● **Exercise task**:
Return each of the entries below unchanged, line for line.

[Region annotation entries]
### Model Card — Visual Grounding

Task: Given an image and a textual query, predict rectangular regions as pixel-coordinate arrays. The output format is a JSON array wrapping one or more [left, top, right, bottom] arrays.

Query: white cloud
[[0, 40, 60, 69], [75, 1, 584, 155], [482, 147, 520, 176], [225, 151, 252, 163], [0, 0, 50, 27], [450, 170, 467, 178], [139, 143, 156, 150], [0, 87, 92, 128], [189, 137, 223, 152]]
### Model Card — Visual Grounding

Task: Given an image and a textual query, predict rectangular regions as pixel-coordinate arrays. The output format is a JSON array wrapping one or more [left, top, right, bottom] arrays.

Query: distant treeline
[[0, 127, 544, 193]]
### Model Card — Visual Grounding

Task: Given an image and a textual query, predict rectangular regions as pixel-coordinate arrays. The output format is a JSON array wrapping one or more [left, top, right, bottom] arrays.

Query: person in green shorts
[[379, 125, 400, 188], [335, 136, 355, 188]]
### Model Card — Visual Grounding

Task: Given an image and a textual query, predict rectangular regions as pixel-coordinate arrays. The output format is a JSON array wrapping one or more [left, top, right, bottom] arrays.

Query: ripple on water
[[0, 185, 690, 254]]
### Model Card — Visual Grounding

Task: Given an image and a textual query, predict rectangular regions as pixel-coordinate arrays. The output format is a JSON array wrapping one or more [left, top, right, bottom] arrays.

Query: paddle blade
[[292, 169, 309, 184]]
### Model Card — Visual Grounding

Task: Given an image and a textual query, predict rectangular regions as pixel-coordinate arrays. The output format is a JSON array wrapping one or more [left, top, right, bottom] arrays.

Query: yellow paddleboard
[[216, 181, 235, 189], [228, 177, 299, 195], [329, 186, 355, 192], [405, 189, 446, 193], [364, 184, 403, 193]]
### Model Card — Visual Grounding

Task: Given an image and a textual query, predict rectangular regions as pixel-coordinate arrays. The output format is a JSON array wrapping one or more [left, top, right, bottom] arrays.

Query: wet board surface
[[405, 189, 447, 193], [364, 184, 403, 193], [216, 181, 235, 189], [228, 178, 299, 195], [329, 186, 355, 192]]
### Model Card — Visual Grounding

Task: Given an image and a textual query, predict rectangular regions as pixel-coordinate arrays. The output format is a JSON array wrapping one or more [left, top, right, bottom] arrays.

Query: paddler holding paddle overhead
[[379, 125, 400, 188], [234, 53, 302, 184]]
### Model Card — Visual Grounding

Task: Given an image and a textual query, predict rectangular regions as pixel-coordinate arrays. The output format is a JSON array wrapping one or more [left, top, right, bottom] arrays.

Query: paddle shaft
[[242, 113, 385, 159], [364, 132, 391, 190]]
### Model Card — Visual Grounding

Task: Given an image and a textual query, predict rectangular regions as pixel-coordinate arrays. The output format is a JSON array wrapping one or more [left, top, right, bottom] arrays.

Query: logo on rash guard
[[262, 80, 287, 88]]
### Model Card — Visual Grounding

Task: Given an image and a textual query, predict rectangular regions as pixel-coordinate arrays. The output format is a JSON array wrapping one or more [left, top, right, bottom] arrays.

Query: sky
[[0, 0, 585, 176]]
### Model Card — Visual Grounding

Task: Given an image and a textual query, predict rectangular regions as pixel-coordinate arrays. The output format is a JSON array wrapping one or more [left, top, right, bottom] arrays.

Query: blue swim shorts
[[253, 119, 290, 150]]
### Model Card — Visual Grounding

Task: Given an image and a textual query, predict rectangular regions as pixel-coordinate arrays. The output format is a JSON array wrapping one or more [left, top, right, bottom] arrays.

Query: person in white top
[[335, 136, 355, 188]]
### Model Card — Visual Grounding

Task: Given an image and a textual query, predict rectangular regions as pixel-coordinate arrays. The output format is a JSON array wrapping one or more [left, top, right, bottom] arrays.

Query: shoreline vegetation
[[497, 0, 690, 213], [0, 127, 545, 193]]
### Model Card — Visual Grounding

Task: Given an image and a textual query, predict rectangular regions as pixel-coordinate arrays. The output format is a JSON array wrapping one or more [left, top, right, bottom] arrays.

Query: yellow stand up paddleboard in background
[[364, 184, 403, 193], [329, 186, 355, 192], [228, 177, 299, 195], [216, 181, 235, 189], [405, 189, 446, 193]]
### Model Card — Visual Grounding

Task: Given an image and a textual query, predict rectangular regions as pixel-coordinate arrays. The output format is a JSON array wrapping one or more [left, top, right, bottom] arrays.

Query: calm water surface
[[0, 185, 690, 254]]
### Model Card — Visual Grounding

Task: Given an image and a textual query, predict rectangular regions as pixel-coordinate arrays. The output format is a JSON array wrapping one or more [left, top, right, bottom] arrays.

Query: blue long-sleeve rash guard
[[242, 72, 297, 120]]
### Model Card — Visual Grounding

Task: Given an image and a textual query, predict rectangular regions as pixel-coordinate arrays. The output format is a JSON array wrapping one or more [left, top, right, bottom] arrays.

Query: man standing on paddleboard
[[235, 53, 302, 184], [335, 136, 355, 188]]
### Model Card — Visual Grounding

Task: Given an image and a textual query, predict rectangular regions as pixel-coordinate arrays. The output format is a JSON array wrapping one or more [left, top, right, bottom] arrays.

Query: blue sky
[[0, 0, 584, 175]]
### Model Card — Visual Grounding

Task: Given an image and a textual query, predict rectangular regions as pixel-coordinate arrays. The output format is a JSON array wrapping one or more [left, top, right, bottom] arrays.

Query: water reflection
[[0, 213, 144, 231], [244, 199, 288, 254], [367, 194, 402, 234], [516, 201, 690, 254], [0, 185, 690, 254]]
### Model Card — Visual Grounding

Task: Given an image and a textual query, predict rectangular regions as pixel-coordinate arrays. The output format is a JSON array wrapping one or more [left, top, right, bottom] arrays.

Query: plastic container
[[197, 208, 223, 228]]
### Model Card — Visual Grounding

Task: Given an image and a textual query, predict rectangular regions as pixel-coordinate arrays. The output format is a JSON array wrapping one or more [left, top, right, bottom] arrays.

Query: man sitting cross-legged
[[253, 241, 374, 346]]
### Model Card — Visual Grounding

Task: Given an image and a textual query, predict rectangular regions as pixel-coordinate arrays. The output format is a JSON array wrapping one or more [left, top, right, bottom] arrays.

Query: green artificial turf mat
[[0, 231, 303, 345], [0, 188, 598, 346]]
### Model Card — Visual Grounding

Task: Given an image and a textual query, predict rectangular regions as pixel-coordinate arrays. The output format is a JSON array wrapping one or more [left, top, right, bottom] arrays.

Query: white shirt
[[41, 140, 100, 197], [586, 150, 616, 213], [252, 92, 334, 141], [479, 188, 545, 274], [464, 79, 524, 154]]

● **In response**:
### Model Card — Visual Grounding

Task: Given an image and a textual query, predict rectangular regions as pixel-coordinate arrays. The output format is a JSON array wrapping one or more [left, top, right, bottom] arrays.

Query: white cloud
[[0, 40, 60, 69], [75, 1, 584, 155], [482, 147, 520, 176], [225, 151, 252, 163], [0, 0, 50, 27], [450, 170, 467, 178], [139, 143, 156, 150], [0, 87, 92, 128], [189, 137, 223, 152]]
### Model Card — Visual Grounding

Task: Given an image and a textual query, predict rectangular regions as pixel-coordinate arrays. The output format is a JSON array wrapping one or more [left, top, right, bottom] arrays.

Query: distant treeline
[[0, 127, 544, 193]]
### Model Card — Visual Grounding

Task: Given an image and a textual query, predict rectangular regions as pixel-coordinate arrays. The output format is a JSON array wrapping one or more [left, top, right, bottom] arrays.

Query: person in green shorts
[[379, 125, 400, 188], [335, 136, 355, 188]]
### Model Card — Visual Grounding

Task: Given an image and a textual query, predict rectangular regions as pixel-coordinate arrays. The output format is a JSON array wrapping one or more [left, top, right, bottom] arrays.

Query: ripple on water
[[0, 185, 690, 254]]
### Model Card — Visual Grounding

Task: Given an image and a textual query, predict rectangular regions as pixel-coordinate arrays. The output format is a JSON array wrapping one or more [left, top, right, bottom] arrays.

Query: paddle blade
[[292, 169, 309, 184]]
### Model Card — Visual Grounding

Task: Given an image and a textual query, predict rectangular regions as pixel-coordinate arrays. The output format is a JSON array wrapping one or more [left, top, right, bottom] arrays.

Query: yellow paddleboard
[[216, 181, 235, 189], [228, 177, 299, 195], [329, 186, 355, 192], [405, 189, 446, 193], [364, 184, 403, 193]]
### Model Card — Visual Grounding

Task: Given an image and a textual query, predict rectangular regions as pixel-coordinate arrays. The output format is a JSON array wrapping one or more [left, top, right, bottom] arrays.

Query: wet board surface
[[405, 189, 447, 193], [364, 184, 403, 193], [216, 181, 235, 189], [228, 178, 299, 195], [329, 186, 355, 192]]
### Model Card — Visual Grounding

Task: Given an image and a textual query, predict rectangular regions as pixel-coordinate arrays. The output format is a JSON array wrapping one or more [left, top, right, bottom] arrays.

Query: paddler holding paddle overhead
[[379, 125, 400, 188], [234, 53, 302, 184]]
### Model Card — Visual Grounding

Task: Given an image and a textual query, predict rectangular regions as pixel-coordinate arrays. The output format is a JSON array wrapping one or more [left, top, right, bottom] arrays.

Query: paddle shaft
[[242, 113, 385, 159], [364, 132, 391, 190]]
### Model Card — Visual Grounding

Task: Given an image and a textual query, predict rectangular regions as pixel-coordinate arrays. The output format is a JSON array wrapping one or more [left, top, right, bottom] arrays.

Query: logo on rash guard
[[262, 80, 287, 88]]
### Model Card — Visual Grounding

Task: Given an image and a textual query, predict rectangular regions as pixel-coordinate arrays. The output format is a JSON array wrapping one or more [left, top, right, bottom] arrays.

Query: sky
[[0, 0, 585, 176]]
### Model Card — Visual Grounding

Task: Given an image and a textual query, predict rectangular regions as pixel-coordinate arrays. The output format is a JSON array wrapping one or more [left, top, right, bottom] arrays.

Query: blue swim shorts
[[253, 119, 290, 150]]
### Model Card — Visual Grounding

Task: Given an image and a textual query, predict rectangular regions as pixel-coordinate arrays. The output format is a JSON array wrapping one or more [left, top, right, bottom] arrays.

Query: person in white top
[[335, 136, 355, 188]]
### Model Card — Visual Grounding

Task: Given an image and a textual query, predict rectangular regions as pixel-coordinate arrays. The output format is a JSON array wrapping one or more [left, top, right, bottom] arrays.

Query: shoreline vegetation
[[497, 0, 690, 213], [0, 127, 545, 193]]
### Model Card — Visual Grounding

Task: Given an image and a textual query, predict rectangular regions as pixel-coordinate arrays. The output format is a JSON array wrapping one or more [left, top, right, bottom] arrays.

Query: yellow stand up paddleboard in background
[[364, 184, 403, 193], [329, 186, 355, 192], [228, 177, 299, 195], [216, 181, 235, 189], [405, 189, 446, 193]]
### Model Card — Visual Grounding

Task: Given an image and a textual query, predict rectangular regions as pixel-coordinate arrays. The output format is a JSON array wrapping one or more [left, top, right, bottom] arrays.

Query: calm water surface
[[0, 185, 690, 254]]
### Model Card — Visual Grounding

Task: Given an image and a textual query, predict rectangular regions as pixel-coordinate arrays. The output format is a JSON array wrapping one or more [left, top, right, bottom] arrays.

Query: blue long-sleeve rash guard
[[242, 72, 297, 120]]
### Model Card — Visual Grounding

Task: Given an image and a textual query, predict rectangular regions as pixel-coordinate arrays. The output format is a JSON array wrapping one or more [left, top, right, bottom] arrays.

Query: man standing on paddleboard
[[235, 53, 302, 184], [335, 136, 355, 188]]
### Model Card — Visual Grounding

Task: Given an image and a textual query, predict rectangular regions as pixel-coordinate arrays. The output format is a JSON array wrapping one or more [left, top, right, bottom] arrays.

Query: blue sky
[[0, 0, 584, 175]]
### Model Card — Visual Grounding

Task: Given an image and a textual query, predict rectangular regions as pixel-coordinate arrays. The output format is a JSON array wrapping one or more [left, top, right, bottom] arrays.

Query: water reflection
[[0, 213, 144, 231], [244, 199, 288, 254], [367, 194, 402, 234], [516, 201, 690, 254], [0, 185, 690, 254]]
### Model Card — Visual Grounding

Task: Given an image and a textual query, predict rectangular regions as pixel-coordinate arrays. The output format is a JSON array wrapping one or more [left, top, right, bottom] arrays.

Query: plastic container
[[197, 208, 223, 228]]
### Model Card — Visual Grounding

Task: Given an image and a textual query, predict rectangular regions as pixel-coordinate arrays. The output format is a JSON array wrapping one or more [left, top, right, bottom] arrays.

Query: man sitting cross-legged
[[253, 241, 374, 346]]
### Model Card — Visual Grounding

Task: Given an image and a textual query, predict rectangular regions as pixel-coordinate arrays. The output format is a JSON array wrapping one or more [left, top, right, bottom] arrays.

Query: green artificial turf mat
[[0, 231, 303, 345], [0, 188, 598, 346]]
### Model Card — Visual Grounding

Task: Given an image and a textual query, predict rectangular regions as pixel-coordinate arrays. The output format is a JSON array wrapping one or more [left, top, right, bottom] arrays.

Query: white shirt
[[41, 140, 100, 197], [586, 150, 616, 213], [252, 92, 334, 141], [479, 188, 545, 274], [464, 79, 524, 154]]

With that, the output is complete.